Given request:
Could you write out the rows from the line containing "Annotation guideline. For every instance of the soap" through the line containing "[(177, 362)]", requests included, and move each point in their answers by adding 108 to both its x and y coordinates?

Collected data:
________________________
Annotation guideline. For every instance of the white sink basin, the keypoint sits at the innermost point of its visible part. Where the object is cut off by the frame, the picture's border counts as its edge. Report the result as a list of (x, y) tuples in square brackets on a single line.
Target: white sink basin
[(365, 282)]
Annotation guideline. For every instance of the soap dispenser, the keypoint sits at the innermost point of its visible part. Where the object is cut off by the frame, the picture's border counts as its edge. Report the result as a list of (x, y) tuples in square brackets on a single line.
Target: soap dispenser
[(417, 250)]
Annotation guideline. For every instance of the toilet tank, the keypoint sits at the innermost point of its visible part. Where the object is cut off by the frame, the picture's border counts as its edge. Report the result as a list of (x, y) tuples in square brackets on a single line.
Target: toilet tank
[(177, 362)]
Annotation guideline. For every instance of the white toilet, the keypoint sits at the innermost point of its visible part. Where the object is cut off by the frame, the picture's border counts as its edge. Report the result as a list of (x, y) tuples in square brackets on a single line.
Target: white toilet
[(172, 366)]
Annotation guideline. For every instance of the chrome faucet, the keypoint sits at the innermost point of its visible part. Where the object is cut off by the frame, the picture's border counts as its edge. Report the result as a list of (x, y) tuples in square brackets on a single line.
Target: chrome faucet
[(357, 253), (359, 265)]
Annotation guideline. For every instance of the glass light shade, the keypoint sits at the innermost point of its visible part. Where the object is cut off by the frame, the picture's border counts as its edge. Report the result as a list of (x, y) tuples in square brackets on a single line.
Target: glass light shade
________________________
Task output:
Annotation guideline. For every instance of the soap dispenser, the keypoint sits at the innermost point of its visible part. Where the object is cut off by the frame, the picture's border counts as its edge. Report the result as a list of (x, y) tuples in square brackets on a single line.
Target: soap dispenser
[(525, 358)]
Annotation guideline. For every instance of the toilet tank, the keypoint sits at the innermost point of its visible part. Where the object is cut off by the frame, the picture's border counts as its edge. Report the result as a list of (x, y) tuples in square brackets on a single line.
Target: toilet tank
[(285, 470)]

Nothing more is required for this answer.